**EXERCISE:**
Reproduce the passage on Crete's history below word for word, in full.

-- EXCERPTED PASSAGE follows --

Over the years there were various attempted uprisings against the Turks, which led to the Greek War of Independence in 1821. In May 1822, 10,000 troops made up of Ottomans, Egyptians and Albanians led by Hassan Pasha disembarked warships in Chania and successfully suppressed the revolt of the Cretans.

In 1832 a Greek state was established, however, this did not include Crete and the island passed to the Egyptians, in acknowledgement of their assistance against the revolt.

In 1870 Rauf Pasha drained the salt ponds and built a settlement with around 150 Turkish families. During this time the Cretans were subjected to hard treatment and high taxes, finally, after years of struggle, the British alongside the French, Italians and Russians decided that Turkey could no longer maintain control and intervened with the expulsion of Turkish forces in 1898 which led to the formation of the independent Cretan Republic.

Finally, in 1913, union with Greece was realised. Under the Treaty of London, Sultan Mohammed II relinquished his formal rights to the island. In December, the Greek flag was raised at the Firkas fortress in Chania, with Venizelos and King Constantine in attendance, and Crete was unified with mainland Greece.

-- EXCERPTED PASSAGE concluded --
-- DATASET EXCERPTS follows --

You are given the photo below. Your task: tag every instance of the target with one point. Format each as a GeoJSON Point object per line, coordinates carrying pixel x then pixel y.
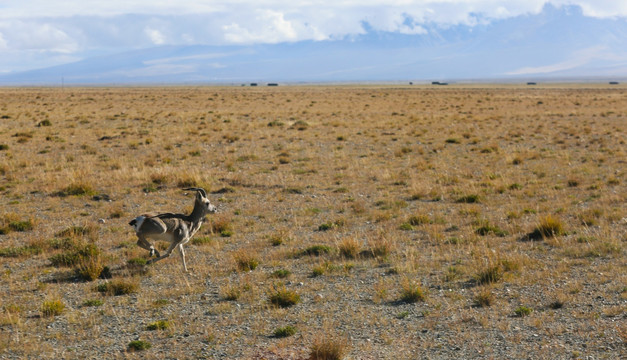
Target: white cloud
{"type": "Point", "coordinates": [155, 36]}
{"type": "Point", "coordinates": [79, 26]}
{"type": "Point", "coordinates": [578, 59]}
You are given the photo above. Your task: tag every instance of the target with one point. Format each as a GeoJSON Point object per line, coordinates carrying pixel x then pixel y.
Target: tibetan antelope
{"type": "Point", "coordinates": [177, 229]}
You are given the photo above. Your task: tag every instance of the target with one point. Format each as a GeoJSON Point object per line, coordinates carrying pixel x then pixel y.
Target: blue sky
{"type": "Point", "coordinates": [42, 33]}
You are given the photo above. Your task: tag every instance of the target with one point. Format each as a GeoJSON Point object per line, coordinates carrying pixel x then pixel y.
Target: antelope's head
{"type": "Point", "coordinates": [203, 201]}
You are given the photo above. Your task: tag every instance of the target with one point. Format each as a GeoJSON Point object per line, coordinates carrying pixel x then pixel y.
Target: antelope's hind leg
{"type": "Point", "coordinates": [143, 243]}
{"type": "Point", "coordinates": [183, 256]}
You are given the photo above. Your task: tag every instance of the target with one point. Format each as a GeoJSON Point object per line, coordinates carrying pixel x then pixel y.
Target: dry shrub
{"type": "Point", "coordinates": [245, 260]}
{"type": "Point", "coordinates": [484, 297]}
{"type": "Point", "coordinates": [349, 248]}
{"type": "Point", "coordinates": [549, 226]}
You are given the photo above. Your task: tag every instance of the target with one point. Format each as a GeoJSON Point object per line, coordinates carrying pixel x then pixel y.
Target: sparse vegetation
{"type": "Point", "coordinates": [158, 325]}
{"type": "Point", "coordinates": [282, 297]}
{"type": "Point", "coordinates": [284, 331]}
{"type": "Point", "coordinates": [52, 308]}
{"type": "Point", "coordinates": [327, 348]}
{"type": "Point", "coordinates": [385, 190]}
{"type": "Point", "coordinates": [118, 287]}
{"type": "Point", "coordinates": [138, 345]}
{"type": "Point", "coordinates": [412, 292]}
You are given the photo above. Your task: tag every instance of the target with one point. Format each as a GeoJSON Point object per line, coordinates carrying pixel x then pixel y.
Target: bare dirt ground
{"type": "Point", "coordinates": [402, 222]}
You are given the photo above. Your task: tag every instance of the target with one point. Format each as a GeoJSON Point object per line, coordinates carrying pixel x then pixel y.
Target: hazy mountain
{"type": "Point", "coordinates": [556, 43]}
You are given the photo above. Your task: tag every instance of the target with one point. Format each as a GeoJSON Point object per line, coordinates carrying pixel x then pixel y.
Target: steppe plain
{"type": "Point", "coordinates": [403, 222]}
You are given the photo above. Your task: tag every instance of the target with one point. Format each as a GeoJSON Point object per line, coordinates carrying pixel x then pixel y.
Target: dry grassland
{"type": "Point", "coordinates": [364, 222]}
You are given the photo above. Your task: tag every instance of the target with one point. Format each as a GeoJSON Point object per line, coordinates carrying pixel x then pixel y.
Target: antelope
{"type": "Point", "coordinates": [177, 229]}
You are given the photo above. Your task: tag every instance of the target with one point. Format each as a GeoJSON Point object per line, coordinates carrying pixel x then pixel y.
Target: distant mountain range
{"type": "Point", "coordinates": [557, 43]}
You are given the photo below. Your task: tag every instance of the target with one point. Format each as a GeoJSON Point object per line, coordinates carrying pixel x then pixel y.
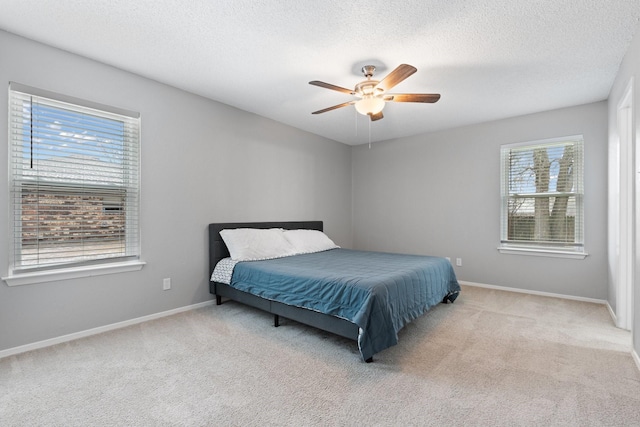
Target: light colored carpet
{"type": "Point", "coordinates": [493, 358]}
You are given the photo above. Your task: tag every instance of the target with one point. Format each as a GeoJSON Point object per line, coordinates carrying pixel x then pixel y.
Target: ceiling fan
{"type": "Point", "coordinates": [373, 94]}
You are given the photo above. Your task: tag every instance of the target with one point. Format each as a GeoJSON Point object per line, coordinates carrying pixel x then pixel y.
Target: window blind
{"type": "Point", "coordinates": [74, 173]}
{"type": "Point", "coordinates": [542, 194]}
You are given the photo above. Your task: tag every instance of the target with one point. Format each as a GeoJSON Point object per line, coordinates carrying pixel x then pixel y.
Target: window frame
{"type": "Point", "coordinates": [575, 250]}
{"type": "Point", "coordinates": [130, 260]}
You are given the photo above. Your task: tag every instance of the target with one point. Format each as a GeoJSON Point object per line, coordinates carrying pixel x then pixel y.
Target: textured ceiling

-- DATASET EXCERPTS concluded --

**FINISHED TASK:**
Over the years there were various attempted uprisings against the Turks, which led to the Greek War of Independence in 1821. In May 1822, 10,000 troops made up of Ottomans, Egyptians and Albanians led by Hassan Pasha disembarked warships in Chania and successfully suppressed the revolt of the Cretans.

In 1832 a Greek state was established, however, this did not include Crete and the island passed to the Egyptians, in acknowledgement of their assistance against the revolt.

In 1870 Rauf Pasha drained the salt ponds and built a settlement with around 150 Turkish families. During this time the Cretans were subjected to hard treatment and high taxes, finally, after years of struggle, the British alongside the French, Italians and Russians decided that Turkey could no longer maintain control and intervened with the expulsion of Turkish forces in 1898 which led to the formation of the independent Cretan Republic.

Finally, in 1913, union with Greece was realised. Under the Treaty of London, Sultan Mohammed II relinquished his formal rights to the island. In December, the Greek flag was raised at the Firkas fortress in Chania, with Venizelos and King Constantine in attendance, and Crete was unified with mainland Greece.